▸ WHAT IS BEING ASKED: Pick out each line in the data entries below that contains the word "brown" and copy it.

[Data entries]
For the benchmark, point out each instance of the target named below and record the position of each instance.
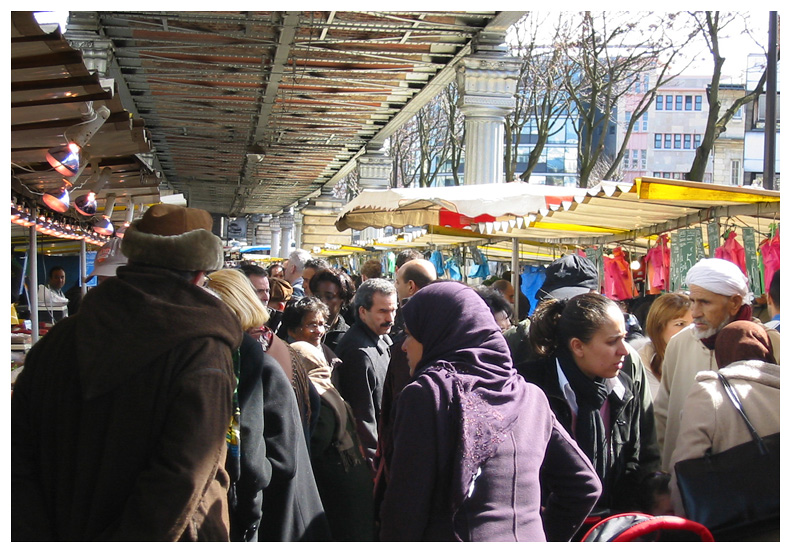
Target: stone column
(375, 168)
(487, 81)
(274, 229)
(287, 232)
--
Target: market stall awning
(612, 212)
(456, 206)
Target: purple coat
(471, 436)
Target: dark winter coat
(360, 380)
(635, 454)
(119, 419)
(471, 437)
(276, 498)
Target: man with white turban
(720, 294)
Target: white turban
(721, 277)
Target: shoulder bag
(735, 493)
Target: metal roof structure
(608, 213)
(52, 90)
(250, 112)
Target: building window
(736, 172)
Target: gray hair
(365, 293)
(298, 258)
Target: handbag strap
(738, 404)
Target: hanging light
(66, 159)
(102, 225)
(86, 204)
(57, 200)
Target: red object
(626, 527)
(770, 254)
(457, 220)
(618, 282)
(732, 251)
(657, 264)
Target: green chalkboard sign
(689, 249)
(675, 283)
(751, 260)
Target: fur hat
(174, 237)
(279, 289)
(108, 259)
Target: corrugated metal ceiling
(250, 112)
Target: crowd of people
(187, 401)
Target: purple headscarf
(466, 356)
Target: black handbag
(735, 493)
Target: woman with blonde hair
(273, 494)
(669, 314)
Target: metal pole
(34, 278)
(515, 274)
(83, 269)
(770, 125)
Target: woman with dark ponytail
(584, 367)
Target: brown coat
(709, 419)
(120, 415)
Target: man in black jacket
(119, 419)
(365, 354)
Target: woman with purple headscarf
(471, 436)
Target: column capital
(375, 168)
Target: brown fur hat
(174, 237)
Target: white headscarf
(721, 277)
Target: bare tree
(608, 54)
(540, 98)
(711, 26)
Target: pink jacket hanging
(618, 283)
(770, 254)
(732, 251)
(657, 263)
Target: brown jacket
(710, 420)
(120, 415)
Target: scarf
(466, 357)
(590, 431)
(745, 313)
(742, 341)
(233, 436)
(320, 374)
==
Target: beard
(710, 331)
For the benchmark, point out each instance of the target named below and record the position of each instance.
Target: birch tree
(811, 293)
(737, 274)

▸ RESPONSE TO THE EXERCISE:
Target: brown coat
Target: brown fur hat
Target: brown jacket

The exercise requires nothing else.